## Begin DATA SECTION

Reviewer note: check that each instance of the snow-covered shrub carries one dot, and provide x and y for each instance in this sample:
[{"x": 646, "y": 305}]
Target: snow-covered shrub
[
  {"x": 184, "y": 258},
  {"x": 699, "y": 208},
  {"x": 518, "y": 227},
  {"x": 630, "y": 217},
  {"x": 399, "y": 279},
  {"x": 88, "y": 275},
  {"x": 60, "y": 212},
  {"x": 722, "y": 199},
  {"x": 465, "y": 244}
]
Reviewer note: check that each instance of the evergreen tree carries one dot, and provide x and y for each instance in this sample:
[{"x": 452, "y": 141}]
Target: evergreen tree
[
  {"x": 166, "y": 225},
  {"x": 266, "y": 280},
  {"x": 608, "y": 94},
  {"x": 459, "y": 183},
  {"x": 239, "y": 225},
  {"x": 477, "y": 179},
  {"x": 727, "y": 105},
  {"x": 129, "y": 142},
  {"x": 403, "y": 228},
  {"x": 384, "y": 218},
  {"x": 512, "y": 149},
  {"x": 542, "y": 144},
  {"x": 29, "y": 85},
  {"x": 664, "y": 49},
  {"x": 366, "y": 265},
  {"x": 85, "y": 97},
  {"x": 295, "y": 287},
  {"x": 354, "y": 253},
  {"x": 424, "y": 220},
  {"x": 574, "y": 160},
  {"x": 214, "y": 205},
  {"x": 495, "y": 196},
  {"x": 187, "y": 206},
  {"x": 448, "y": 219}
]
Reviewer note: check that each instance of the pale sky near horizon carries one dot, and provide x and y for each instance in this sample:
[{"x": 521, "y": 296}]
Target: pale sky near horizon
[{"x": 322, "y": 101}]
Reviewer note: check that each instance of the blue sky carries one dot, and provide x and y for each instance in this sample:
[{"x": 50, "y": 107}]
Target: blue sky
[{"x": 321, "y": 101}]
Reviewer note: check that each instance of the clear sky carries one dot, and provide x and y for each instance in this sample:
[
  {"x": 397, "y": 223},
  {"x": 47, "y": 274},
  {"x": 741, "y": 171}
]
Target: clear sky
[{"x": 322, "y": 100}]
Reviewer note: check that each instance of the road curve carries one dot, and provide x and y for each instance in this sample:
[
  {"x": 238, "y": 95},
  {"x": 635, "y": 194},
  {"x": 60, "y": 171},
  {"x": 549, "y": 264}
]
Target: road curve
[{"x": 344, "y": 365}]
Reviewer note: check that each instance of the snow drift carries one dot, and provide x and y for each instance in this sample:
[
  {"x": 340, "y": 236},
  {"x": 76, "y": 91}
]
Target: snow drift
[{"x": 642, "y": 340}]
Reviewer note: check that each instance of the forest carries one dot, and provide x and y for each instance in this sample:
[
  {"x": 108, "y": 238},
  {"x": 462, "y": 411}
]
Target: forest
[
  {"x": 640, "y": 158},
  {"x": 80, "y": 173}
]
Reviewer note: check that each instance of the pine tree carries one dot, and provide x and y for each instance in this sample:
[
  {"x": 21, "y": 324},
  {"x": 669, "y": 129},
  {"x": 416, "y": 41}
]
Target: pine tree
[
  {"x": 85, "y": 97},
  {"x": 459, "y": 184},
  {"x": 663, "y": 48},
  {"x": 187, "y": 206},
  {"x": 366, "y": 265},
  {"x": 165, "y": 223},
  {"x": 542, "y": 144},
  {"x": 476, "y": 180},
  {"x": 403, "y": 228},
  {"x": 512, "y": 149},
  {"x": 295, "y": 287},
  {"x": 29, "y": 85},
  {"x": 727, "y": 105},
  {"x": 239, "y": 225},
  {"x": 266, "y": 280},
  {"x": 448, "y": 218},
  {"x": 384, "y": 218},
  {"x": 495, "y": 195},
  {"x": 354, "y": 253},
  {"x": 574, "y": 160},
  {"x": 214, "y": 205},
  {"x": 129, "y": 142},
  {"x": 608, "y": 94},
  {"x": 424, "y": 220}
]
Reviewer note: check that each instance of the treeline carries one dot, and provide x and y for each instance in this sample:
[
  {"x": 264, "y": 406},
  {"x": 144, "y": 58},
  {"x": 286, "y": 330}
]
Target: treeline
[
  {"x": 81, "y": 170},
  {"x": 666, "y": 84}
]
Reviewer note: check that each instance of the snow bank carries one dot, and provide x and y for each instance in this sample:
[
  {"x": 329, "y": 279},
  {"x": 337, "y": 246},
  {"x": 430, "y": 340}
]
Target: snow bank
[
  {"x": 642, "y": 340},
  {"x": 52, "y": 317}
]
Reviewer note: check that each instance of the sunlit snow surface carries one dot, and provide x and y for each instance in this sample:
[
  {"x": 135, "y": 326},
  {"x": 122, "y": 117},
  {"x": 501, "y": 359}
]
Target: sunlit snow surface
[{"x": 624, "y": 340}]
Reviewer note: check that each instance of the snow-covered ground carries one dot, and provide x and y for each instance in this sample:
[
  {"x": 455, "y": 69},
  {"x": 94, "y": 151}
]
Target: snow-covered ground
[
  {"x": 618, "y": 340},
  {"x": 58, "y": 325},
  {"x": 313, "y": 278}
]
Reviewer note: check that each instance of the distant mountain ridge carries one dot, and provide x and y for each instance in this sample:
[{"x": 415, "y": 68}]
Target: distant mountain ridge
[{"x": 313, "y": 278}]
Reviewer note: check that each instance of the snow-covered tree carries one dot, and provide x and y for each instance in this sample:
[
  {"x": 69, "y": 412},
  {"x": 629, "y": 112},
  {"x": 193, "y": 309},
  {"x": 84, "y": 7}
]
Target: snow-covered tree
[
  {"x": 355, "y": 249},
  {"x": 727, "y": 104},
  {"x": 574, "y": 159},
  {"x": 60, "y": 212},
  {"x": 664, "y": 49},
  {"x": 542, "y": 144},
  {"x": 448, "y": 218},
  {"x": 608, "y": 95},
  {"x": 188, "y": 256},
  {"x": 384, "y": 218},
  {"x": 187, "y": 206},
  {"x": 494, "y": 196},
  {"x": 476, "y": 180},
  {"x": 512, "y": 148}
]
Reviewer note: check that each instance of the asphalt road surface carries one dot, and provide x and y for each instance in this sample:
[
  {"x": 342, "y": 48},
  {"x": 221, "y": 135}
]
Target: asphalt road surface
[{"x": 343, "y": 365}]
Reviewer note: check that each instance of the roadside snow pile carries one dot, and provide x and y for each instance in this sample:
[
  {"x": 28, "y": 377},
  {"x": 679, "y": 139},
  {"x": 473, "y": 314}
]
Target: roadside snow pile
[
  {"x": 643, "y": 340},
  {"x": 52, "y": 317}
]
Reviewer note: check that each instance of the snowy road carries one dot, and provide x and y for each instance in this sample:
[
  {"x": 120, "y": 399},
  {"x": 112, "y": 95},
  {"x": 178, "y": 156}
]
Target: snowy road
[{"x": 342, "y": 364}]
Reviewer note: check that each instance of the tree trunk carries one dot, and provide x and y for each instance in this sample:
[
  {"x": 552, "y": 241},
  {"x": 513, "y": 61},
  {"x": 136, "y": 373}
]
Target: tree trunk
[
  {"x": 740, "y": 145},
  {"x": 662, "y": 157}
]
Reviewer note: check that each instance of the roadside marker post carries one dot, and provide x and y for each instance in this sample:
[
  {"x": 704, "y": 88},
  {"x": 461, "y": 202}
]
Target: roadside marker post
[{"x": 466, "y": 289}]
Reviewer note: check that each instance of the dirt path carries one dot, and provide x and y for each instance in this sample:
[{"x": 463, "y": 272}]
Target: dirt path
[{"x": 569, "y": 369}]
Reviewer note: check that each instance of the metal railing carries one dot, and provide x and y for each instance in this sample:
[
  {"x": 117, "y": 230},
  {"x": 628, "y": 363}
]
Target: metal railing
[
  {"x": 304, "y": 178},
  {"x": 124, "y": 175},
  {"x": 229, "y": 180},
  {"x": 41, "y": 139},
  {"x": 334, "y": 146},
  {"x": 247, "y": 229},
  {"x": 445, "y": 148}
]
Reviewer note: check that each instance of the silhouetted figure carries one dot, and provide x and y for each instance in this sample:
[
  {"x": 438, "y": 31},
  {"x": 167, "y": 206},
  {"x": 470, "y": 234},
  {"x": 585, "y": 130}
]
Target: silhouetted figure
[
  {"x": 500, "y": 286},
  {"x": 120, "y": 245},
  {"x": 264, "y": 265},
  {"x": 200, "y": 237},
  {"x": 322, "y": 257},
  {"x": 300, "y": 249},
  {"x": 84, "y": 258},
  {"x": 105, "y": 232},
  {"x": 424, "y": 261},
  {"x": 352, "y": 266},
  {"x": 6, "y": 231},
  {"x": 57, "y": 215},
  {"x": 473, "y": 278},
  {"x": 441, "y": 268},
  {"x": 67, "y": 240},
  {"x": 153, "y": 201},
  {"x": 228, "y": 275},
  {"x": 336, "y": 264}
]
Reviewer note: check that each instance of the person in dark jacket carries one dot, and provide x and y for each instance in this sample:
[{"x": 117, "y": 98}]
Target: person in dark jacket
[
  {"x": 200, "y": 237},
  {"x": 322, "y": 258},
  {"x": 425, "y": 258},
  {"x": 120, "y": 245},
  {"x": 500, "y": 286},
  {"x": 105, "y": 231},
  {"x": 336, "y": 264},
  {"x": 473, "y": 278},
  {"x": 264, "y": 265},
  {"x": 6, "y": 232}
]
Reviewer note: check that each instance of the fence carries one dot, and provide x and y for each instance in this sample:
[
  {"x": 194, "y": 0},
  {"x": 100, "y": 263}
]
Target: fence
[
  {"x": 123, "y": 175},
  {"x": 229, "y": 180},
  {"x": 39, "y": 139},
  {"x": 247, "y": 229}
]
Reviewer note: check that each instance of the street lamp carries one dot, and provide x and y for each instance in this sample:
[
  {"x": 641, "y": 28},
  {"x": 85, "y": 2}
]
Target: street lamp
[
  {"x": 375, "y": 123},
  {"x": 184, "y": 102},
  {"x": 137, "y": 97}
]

## End DATA SECTION

**WORK TO COMPLETE:**
Using the material above, reproduce exactly the line that contains "Reviewer note: check that each instance of the person" and all lines after it through the last one, and only those.

**OUTPUT BELOW:**
Reviewer note: check that each instance of the person in dark jacket carries one dot, and provide x and y for each instance in this sample:
[{"x": 117, "y": 98}]
Target: person in dark jacket
[
  {"x": 200, "y": 237},
  {"x": 322, "y": 258},
  {"x": 425, "y": 258},
  {"x": 120, "y": 245},
  {"x": 500, "y": 286},
  {"x": 105, "y": 231},
  {"x": 336, "y": 264},
  {"x": 473, "y": 278},
  {"x": 264, "y": 265},
  {"x": 6, "y": 232}
]
Reviewer note: check that each instance of the fence carries one dot, and provide x and y for each instance in this sample:
[
  {"x": 194, "y": 0},
  {"x": 100, "y": 263}
]
Target: fence
[
  {"x": 123, "y": 175},
  {"x": 229, "y": 180},
  {"x": 39, "y": 139},
  {"x": 247, "y": 229}
]
Reviewer note: check that each instance of the street lamp carries one dot, and provide x and y for each instance in this sample:
[
  {"x": 641, "y": 28},
  {"x": 85, "y": 2}
]
Target: street lamp
[
  {"x": 375, "y": 123},
  {"x": 184, "y": 102},
  {"x": 137, "y": 97}
]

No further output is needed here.